[Brief] Return every one of the records below unchanged, keeping each line word for word.

[Record set]
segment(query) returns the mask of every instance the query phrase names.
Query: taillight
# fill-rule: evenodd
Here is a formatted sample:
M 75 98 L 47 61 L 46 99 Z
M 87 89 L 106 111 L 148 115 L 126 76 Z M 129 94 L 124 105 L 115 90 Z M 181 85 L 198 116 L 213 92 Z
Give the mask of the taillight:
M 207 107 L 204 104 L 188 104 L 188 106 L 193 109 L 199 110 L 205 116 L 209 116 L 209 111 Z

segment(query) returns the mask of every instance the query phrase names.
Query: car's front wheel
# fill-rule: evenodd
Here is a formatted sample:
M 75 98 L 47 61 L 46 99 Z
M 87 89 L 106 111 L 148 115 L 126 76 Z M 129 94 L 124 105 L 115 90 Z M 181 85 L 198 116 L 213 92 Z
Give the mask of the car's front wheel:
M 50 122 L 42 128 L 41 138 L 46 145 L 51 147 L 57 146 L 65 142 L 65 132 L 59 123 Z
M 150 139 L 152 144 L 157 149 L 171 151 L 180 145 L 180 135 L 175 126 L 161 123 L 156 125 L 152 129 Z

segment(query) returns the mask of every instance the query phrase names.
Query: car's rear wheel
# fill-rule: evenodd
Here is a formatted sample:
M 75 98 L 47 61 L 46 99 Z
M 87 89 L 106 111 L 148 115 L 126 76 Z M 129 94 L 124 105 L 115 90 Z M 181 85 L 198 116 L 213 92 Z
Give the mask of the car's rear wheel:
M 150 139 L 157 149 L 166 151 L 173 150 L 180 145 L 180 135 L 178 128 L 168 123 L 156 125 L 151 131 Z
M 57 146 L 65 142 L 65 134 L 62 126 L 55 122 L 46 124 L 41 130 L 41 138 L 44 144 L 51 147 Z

[Full answer]
segment(query) returns the mask of every instance the query phrase names.
Query: taillight
# fill-rule: evenodd
Here is a formatted sample:
M 75 98 L 47 61 L 46 99 Z
M 87 89 L 106 111 L 148 115 L 126 76 Z M 129 94 L 124 105 L 115 90 Z M 181 85 L 198 116 L 213 92 Z
Give the mask of the taillight:
M 207 107 L 204 104 L 188 104 L 188 106 L 193 109 L 199 110 L 205 116 L 209 116 L 209 111 Z

segment(query) returns the mask of every instance the query phrase names.
Query: car's front wheel
# fill-rule: evenodd
Here is a formatted sample:
M 75 98 L 47 61 L 46 99 Z
M 87 89 L 106 111 L 148 115 L 126 76 Z M 129 94 L 124 105 L 115 90 Z M 181 85 L 198 116 L 213 92 Z
Give the mask of the car's front wheel:
M 50 122 L 42 128 L 41 138 L 46 145 L 51 147 L 57 146 L 65 142 L 65 132 L 59 123 Z
M 150 139 L 152 144 L 157 149 L 171 151 L 180 145 L 180 135 L 175 126 L 161 123 L 156 125 L 152 129 Z

segment(query) returns the mask of every instance the query phrase names.
Query: car's rear wheel
# fill-rule: evenodd
Here is a formatted sample:
M 75 98 L 47 61 L 46 99 Z
M 87 89 L 106 111 L 148 115 L 126 76 Z M 129 94 L 124 105 L 115 90 Z M 181 85 L 198 116 L 213 92 Z
Give the mask of the car's rear wheel:
M 150 139 L 157 149 L 166 151 L 173 150 L 180 145 L 180 135 L 178 128 L 168 123 L 156 125 L 151 131 Z
M 57 146 L 65 142 L 65 134 L 62 126 L 55 122 L 46 124 L 41 130 L 41 138 L 44 144 L 51 147 Z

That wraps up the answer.